● Data to process
──────────────────────────────
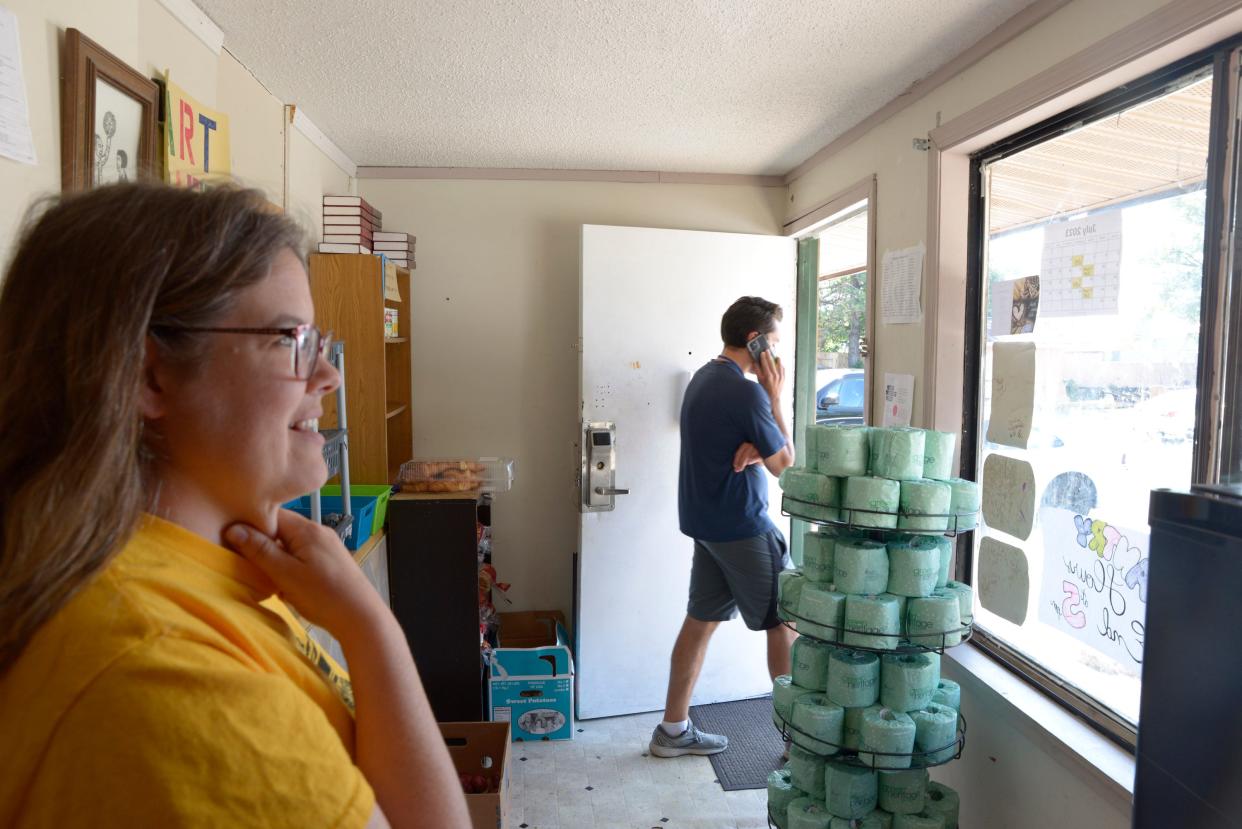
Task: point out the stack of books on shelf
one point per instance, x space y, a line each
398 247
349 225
──────────────────────────────
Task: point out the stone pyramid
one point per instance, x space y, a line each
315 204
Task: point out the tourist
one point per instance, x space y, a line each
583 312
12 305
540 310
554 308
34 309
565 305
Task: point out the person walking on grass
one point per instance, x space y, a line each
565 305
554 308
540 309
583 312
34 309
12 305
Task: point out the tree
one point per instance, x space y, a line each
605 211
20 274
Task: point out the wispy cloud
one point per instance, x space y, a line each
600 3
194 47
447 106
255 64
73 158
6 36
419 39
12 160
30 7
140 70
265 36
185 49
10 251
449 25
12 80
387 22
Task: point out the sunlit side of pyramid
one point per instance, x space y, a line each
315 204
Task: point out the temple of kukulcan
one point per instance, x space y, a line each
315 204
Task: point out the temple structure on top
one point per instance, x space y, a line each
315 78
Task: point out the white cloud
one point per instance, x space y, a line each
──────────────────────────────
● Aim of the task
Search the preceding listing for "temple" and extract every line where it is found.

● Response
Task: point out the temple of kukulcan
Task: point out the temple structure on top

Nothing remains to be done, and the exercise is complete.